Records of labeled points
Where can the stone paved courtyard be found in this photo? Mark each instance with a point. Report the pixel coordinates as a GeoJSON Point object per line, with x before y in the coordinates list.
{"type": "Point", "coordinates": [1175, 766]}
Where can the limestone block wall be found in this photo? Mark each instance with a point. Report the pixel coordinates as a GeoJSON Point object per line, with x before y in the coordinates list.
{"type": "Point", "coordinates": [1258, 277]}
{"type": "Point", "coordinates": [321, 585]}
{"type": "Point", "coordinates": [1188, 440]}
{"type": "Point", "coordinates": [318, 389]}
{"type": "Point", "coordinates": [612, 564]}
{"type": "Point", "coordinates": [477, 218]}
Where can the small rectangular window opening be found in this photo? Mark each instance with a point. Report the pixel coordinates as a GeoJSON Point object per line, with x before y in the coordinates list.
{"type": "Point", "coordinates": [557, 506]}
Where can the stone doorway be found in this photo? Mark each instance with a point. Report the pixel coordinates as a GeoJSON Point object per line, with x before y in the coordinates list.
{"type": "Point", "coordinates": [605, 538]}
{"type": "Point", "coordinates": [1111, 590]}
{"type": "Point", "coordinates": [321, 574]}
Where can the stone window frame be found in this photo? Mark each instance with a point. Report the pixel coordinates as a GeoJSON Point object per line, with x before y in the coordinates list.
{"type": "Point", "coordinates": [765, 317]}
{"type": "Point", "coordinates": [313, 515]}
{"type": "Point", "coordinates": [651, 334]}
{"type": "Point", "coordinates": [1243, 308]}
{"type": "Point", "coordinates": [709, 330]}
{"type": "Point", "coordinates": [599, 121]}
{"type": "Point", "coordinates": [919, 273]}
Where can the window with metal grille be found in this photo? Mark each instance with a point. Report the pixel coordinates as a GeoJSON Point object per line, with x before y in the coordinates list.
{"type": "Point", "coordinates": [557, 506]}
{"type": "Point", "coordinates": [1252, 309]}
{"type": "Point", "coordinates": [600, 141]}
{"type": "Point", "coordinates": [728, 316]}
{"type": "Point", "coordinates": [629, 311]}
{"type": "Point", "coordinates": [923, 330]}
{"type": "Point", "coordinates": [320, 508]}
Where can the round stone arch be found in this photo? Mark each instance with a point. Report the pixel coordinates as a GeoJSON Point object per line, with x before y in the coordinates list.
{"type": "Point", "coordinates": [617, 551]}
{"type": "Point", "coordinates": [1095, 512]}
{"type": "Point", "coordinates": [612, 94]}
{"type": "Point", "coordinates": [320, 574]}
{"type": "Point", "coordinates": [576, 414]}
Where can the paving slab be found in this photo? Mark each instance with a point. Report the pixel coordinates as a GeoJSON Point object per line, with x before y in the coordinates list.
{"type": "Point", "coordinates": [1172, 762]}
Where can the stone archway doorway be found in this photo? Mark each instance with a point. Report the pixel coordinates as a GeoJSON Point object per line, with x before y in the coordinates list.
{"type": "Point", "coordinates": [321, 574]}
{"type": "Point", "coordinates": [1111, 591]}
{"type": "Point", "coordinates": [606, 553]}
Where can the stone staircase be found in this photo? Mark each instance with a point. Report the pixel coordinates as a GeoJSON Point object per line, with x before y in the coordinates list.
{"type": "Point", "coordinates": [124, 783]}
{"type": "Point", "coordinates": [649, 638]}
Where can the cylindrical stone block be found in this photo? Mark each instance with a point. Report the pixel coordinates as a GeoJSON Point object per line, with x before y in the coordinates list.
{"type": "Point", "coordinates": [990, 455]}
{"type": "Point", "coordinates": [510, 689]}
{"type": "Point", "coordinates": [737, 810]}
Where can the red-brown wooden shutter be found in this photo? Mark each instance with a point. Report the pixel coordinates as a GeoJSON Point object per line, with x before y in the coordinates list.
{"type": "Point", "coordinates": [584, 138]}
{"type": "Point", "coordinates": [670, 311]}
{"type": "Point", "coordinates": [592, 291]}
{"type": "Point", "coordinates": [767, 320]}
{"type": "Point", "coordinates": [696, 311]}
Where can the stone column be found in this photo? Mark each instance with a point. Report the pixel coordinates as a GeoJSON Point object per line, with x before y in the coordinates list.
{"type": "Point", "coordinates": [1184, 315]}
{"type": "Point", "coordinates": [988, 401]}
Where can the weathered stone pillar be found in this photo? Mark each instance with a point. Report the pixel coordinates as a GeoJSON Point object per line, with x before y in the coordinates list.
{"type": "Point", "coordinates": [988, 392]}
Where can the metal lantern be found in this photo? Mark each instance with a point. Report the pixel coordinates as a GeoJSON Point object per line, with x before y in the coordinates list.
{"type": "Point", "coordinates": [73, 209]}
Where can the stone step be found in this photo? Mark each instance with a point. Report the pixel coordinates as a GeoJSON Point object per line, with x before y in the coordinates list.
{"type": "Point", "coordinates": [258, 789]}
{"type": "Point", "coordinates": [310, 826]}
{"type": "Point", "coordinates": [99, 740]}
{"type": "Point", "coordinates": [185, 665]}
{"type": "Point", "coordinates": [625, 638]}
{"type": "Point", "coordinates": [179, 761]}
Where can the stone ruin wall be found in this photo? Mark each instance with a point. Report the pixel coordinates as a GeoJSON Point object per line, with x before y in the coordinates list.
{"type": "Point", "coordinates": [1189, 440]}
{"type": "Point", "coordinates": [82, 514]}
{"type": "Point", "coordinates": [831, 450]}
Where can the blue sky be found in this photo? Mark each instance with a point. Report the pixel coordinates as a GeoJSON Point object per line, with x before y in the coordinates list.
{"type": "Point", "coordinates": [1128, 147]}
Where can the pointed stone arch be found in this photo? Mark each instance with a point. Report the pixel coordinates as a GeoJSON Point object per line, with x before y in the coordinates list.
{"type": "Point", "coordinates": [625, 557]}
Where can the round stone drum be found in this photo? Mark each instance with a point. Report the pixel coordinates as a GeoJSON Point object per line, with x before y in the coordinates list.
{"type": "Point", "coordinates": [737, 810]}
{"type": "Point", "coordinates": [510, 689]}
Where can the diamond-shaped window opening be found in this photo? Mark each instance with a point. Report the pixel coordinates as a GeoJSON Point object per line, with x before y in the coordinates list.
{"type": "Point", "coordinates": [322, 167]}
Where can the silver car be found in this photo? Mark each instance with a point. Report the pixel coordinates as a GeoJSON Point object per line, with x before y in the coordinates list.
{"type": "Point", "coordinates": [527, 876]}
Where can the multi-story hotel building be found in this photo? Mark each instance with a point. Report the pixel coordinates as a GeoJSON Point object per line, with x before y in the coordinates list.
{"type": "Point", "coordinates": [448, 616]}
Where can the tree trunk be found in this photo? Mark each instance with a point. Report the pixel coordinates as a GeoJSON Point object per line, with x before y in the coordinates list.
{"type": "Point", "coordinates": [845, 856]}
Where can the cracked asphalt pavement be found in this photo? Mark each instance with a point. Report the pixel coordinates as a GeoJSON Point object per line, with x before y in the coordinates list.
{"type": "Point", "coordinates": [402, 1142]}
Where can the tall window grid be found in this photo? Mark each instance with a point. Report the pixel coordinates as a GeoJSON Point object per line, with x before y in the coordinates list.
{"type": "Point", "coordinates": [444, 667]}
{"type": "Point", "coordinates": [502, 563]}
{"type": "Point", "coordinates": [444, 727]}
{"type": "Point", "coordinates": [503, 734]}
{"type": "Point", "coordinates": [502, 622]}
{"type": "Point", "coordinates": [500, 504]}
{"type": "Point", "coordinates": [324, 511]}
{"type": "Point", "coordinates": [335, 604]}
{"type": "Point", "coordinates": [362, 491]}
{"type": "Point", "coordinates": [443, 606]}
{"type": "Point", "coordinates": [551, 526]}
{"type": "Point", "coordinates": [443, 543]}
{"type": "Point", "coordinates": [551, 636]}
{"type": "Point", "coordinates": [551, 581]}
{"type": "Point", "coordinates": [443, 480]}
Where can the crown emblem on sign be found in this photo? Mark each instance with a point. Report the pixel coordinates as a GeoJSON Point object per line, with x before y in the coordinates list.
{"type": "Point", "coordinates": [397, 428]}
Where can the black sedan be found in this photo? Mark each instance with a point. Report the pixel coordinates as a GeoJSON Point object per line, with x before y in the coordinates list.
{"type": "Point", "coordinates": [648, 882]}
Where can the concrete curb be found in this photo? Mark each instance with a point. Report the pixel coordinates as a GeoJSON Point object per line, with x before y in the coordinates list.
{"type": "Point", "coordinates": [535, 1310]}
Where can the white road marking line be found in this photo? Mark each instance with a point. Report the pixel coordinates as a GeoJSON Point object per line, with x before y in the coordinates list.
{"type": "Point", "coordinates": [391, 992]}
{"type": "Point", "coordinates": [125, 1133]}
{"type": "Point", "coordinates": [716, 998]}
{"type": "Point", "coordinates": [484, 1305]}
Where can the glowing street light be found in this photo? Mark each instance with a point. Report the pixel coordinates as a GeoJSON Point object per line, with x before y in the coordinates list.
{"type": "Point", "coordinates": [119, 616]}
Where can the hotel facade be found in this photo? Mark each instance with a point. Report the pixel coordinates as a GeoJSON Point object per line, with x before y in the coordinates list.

- **Task instructions**
Everything from the line with "Where can the crown" to the end of the listing above needs to be duplicated exactly, both end lines included, with nothing more.

- **Answer**
Where can the crown emblem on sign be found in this photo? Mark each instance with a point. Report the pixel coordinates as a GeoJSON Point object per line, with x before y in the coordinates list.
{"type": "Point", "coordinates": [397, 428]}
Where can the black sedan be found in this photo? Mark each instance with a point. Report the pixel coordinates as a GeoJSON Point object per line, with x before y in the coordinates list.
{"type": "Point", "coordinates": [648, 882]}
Where can the concrete curb be found in this photo? Mark each instance with a point. Report the pixel coordinates as a GeoJSON Point object per line, with x before y in the coordinates list.
{"type": "Point", "coordinates": [535, 1310]}
Where can the white road marking line be found in this photo? Mark each instance with a point. Report the pixel coordinates as a GeoJSON Point object per line, with x before y in the coordinates list.
{"type": "Point", "coordinates": [391, 992]}
{"type": "Point", "coordinates": [125, 1133]}
{"type": "Point", "coordinates": [716, 998]}
{"type": "Point", "coordinates": [484, 1305]}
Where can the glowing street light be found in this photo? Mark each instance with a point. Report the pixel coordinates as a GeoJSON Point object per line, with x before y in the coordinates list.
{"type": "Point", "coordinates": [119, 616]}
Where can the hotel facade be found in this photo? Mark each instance with a point. Report the pixel coordinates as a GeoJSON Point object per line, with x before y in the coordinates list.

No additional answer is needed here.